Given task: Starting at the line that contains "out the background", transcribe every remaining line of the entries exactly, including the last one.

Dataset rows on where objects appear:
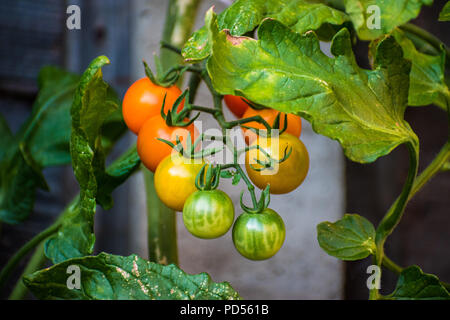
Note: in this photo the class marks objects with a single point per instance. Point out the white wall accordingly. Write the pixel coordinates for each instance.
(301, 270)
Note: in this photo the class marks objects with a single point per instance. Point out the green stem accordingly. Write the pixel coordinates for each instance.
(395, 213)
(162, 239)
(391, 265)
(433, 168)
(12, 263)
(162, 231)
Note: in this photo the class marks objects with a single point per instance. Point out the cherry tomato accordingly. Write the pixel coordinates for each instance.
(294, 122)
(152, 151)
(144, 99)
(259, 236)
(175, 180)
(236, 104)
(285, 176)
(208, 214)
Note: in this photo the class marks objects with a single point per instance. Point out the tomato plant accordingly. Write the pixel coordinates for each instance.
(259, 236)
(77, 120)
(175, 180)
(143, 100)
(294, 123)
(236, 104)
(285, 176)
(208, 214)
(151, 150)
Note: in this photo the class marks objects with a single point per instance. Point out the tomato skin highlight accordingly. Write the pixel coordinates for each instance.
(259, 236)
(144, 99)
(286, 176)
(208, 214)
(294, 126)
(236, 105)
(175, 180)
(152, 151)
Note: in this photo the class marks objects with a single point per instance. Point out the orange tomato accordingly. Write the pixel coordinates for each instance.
(236, 104)
(152, 151)
(144, 99)
(294, 126)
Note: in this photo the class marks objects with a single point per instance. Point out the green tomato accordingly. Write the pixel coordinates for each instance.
(259, 236)
(208, 214)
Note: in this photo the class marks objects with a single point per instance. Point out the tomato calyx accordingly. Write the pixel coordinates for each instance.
(208, 178)
(190, 150)
(176, 118)
(267, 132)
(261, 205)
(269, 162)
(167, 78)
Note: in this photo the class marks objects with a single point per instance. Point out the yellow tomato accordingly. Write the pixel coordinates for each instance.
(285, 176)
(175, 180)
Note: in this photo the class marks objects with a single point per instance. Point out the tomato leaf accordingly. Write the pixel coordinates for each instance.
(115, 175)
(363, 14)
(445, 13)
(245, 15)
(362, 109)
(351, 238)
(427, 77)
(91, 107)
(125, 278)
(414, 284)
(25, 154)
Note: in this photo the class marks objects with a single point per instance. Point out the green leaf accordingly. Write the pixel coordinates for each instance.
(413, 284)
(445, 13)
(351, 238)
(226, 174)
(392, 14)
(361, 109)
(427, 77)
(115, 175)
(245, 15)
(43, 140)
(91, 107)
(125, 278)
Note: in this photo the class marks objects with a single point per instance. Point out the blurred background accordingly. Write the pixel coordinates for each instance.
(34, 34)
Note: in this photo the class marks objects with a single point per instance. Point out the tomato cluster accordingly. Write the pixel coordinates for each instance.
(181, 183)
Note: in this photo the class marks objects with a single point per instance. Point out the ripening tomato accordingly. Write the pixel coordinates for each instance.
(144, 99)
(285, 176)
(175, 180)
(294, 122)
(236, 104)
(151, 150)
(208, 214)
(259, 236)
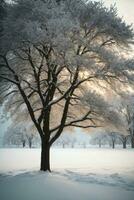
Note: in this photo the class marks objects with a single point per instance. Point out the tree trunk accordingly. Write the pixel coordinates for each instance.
(45, 157)
(23, 143)
(124, 145)
(132, 142)
(113, 145)
(30, 144)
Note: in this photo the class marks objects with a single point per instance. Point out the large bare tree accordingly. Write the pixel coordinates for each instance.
(52, 52)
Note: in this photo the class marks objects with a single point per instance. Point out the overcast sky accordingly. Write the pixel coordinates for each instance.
(125, 8)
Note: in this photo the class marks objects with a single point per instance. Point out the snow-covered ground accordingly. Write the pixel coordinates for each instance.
(77, 174)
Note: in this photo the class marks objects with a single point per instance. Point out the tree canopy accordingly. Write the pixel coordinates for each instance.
(52, 52)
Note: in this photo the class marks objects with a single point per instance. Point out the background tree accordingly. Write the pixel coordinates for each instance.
(51, 51)
(112, 137)
(98, 139)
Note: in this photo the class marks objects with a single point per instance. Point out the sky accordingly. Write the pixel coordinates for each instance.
(125, 10)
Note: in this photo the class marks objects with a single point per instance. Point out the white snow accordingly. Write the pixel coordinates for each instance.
(77, 174)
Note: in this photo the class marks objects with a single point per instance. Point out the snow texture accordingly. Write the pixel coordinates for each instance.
(82, 174)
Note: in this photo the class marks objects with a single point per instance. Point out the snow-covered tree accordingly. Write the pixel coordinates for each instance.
(98, 139)
(15, 136)
(50, 51)
(112, 138)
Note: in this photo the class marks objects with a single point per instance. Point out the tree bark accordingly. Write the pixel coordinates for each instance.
(45, 157)
(132, 142)
(23, 143)
(30, 144)
(113, 144)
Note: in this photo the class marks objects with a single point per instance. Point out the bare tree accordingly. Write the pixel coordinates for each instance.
(112, 137)
(15, 136)
(51, 51)
(98, 139)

Exercise output:
Note: in this photo the class marks objects with a single point per instance. Point out the background tree accordingly. Write the pixel coordinates for each instance.
(51, 51)
(112, 137)
(98, 139)
Note: in this photo the class marks objects with a single point per instance. Point out the sky accordingly. Write the pixel coordinates for each instance.
(125, 10)
Note: in this photo the class marks objects with a single point per instance. Point out the white snow accordingly. Write the pixel coordinates for each instance.
(77, 174)
Note: in this photo the class marks objects with a single point per instance. Point out the snow texture accordingly. Write the pixel coordinates for each instance.
(82, 174)
Note: in this photo the class marks objects with a single point per instance. Point out the snow-covered tree accordingly. Write the pixel coordinates for each instance.
(98, 139)
(15, 136)
(50, 51)
(112, 138)
Note: in this photo the class marks objects with a single point per instance. Point out the tree bark accordingly. Write the pixel coordinates for each instance.
(45, 157)
(132, 142)
(23, 143)
(30, 144)
(113, 144)
Note: in this photo the class marks objects with a single point per instance. Point out the bare tree accordingly. Write the pixel coordinates for each instance.
(112, 137)
(15, 136)
(51, 51)
(98, 139)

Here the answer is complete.